(Extrait choisi)
---

Mais ce « système », on dirait que les commissaires et leurs agents s’acharnent à le discréditer en soulevant contre lui le sentiment religieux. Leur impiété apparaît d’autant plus odieuse qu’elle n’est bien souvent que le prétexte de leurs rapines. Dans quantité de villes, à Bruges, à Hal, à Nivelles, à Alost, à Tournai, à Grammont, ils enlèvent les argenteries « inutiles » des églises. À Bruxelles, du 6 au 11 mars, la basilique de Sainte-Gudule est pillée à fond, tandis que des soldats et des ivrognes s’y livrent à des mascarades sacrilèges et foulent aux pieds les hosties consacrées[2]. Il est évident que le décret du 15 décembre n’a que trop bien réussi à désorganiser le pays. En fait, il l’a livré à l’exploitation la plus brutale et soumis au bon plaisir des dictateurs de la Convention et des rares jacobins qu’ils soutiennent. On ne cherche même pas à appliquer ses stipulations. Ici, on destitue les autorités provisoires, ailleurs, on les laisse en place. Plus aucun service ne fonctionne. Les clubs terrorisent les administrateurs, usurpent leurs fonctions.

Une telle situation devait conduire à une catastrophe. Déjà, sur plusieurs points du territoire, on signalait des émeutes. À Ostende, les habitants quittaient la cocarde tricolore et criaient « Vive l’Empereur ». Dans les villages, dans les petites villes sans garnison, la population prenait une attitude menaçante. Il fallait couper court à cette agitation et se hâter de faire demander par la Belgique sa réunion à la France. Dès le 3 février, une assemblée de commissaires avait déclaré qu’il était temps d’y procéder. Si aveugles qu’ils fussent, ils ne pouvaient se dissimuler que l’opinion exaspérée se prononcerait presque unanimement contre elle. Aussi étaient-ils bien décidés

  1. Chaussard, Mémoires, p. 111.
  2. L. Galesloot, Chronique des événements les plus remarquables arrivés à Bruxelles de 1780 à 1827, t. I, p. 115 et suiv. (Bruxelles, 1870).

---

(Données fournies)
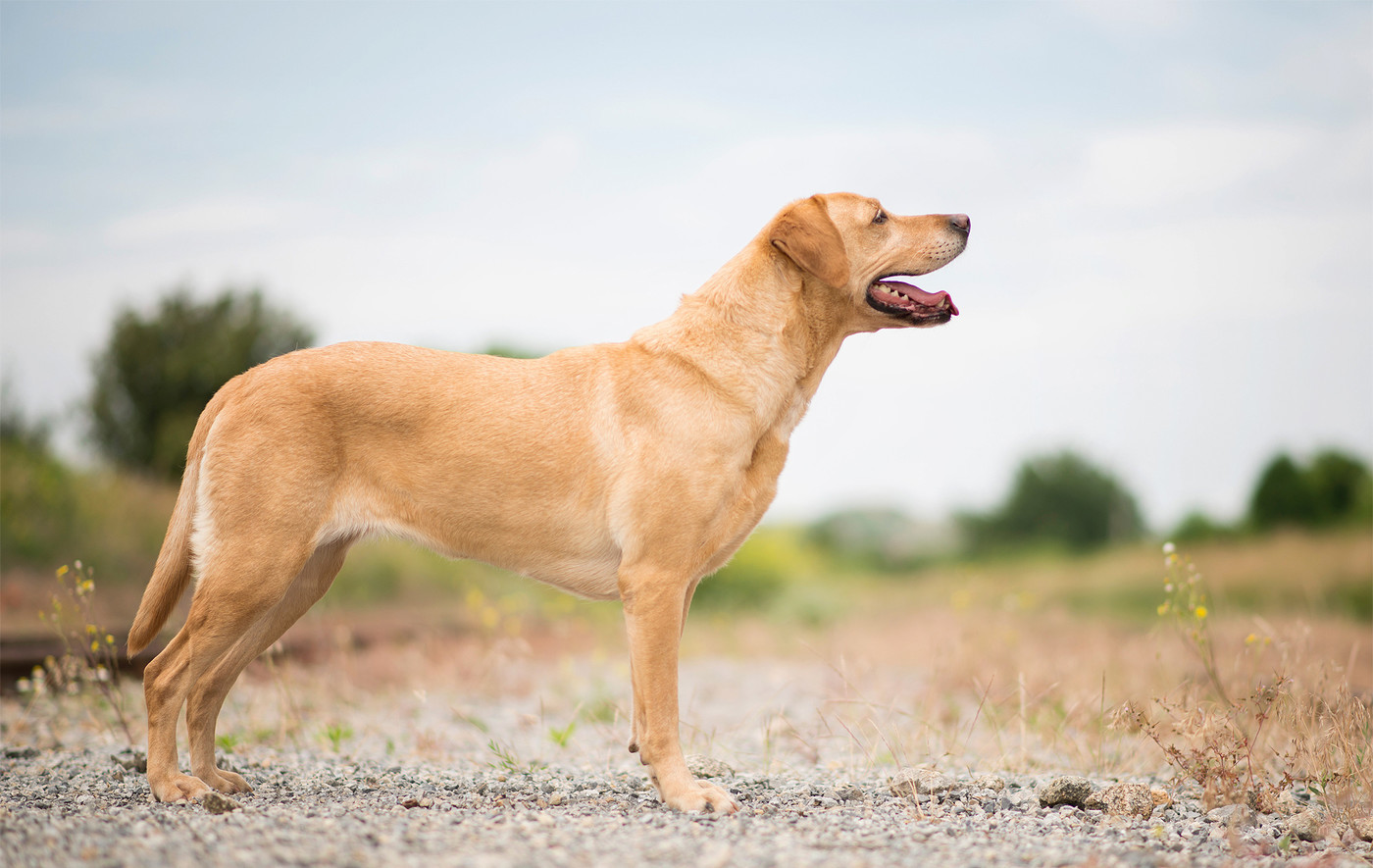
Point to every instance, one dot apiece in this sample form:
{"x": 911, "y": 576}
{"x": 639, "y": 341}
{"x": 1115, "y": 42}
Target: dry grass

---

(Consignes)
A: Recopiez le passage de l'extrait sur l'occupation de la Belgique en commençant à « Une telle situation » et en terminant à « Mémoires, p. 111. ».
B: Mettez sous forme de liste numérotée toutes les lignes des données fournies, sans les lignes vides. N'incluez pas l'image dans la réponse.

(Solutions)
A:
Une telle situation devait conduire à une catastrophe. Déjà, sur plusieurs points du territoire, on signalait des émeutes. À Ostende, les habitants quittaient la cocarde tricolore et criaient « Vive l’Empereur ». Dans les villages, dans les petites villes sans garnison, la population prenait une attitude menaçante. Il fallait couper court à cette agitation et se hâter de faire demander par la Belgique sa réunion à la France. Dès le 3 février, une assemblée de commissaires avait déclaré qu’il était temps d’y procéder. Si aveugles qu’ils fussent, ils ne pouvaient se dissimuler que l’opinion exaspérée se prononcerait presque unanimement contre elle. Aussi étaient-ils bien décidés

  1. Chaussard, Mémoires, p. 111.

B:
1. Point to every instance, one dot apiece in this sample form:
2. {"x": 911, "y": 576}
3. {"x": 639, "y": 341}
4. {"x": 1115, "y": 42}
5. Target: dry grass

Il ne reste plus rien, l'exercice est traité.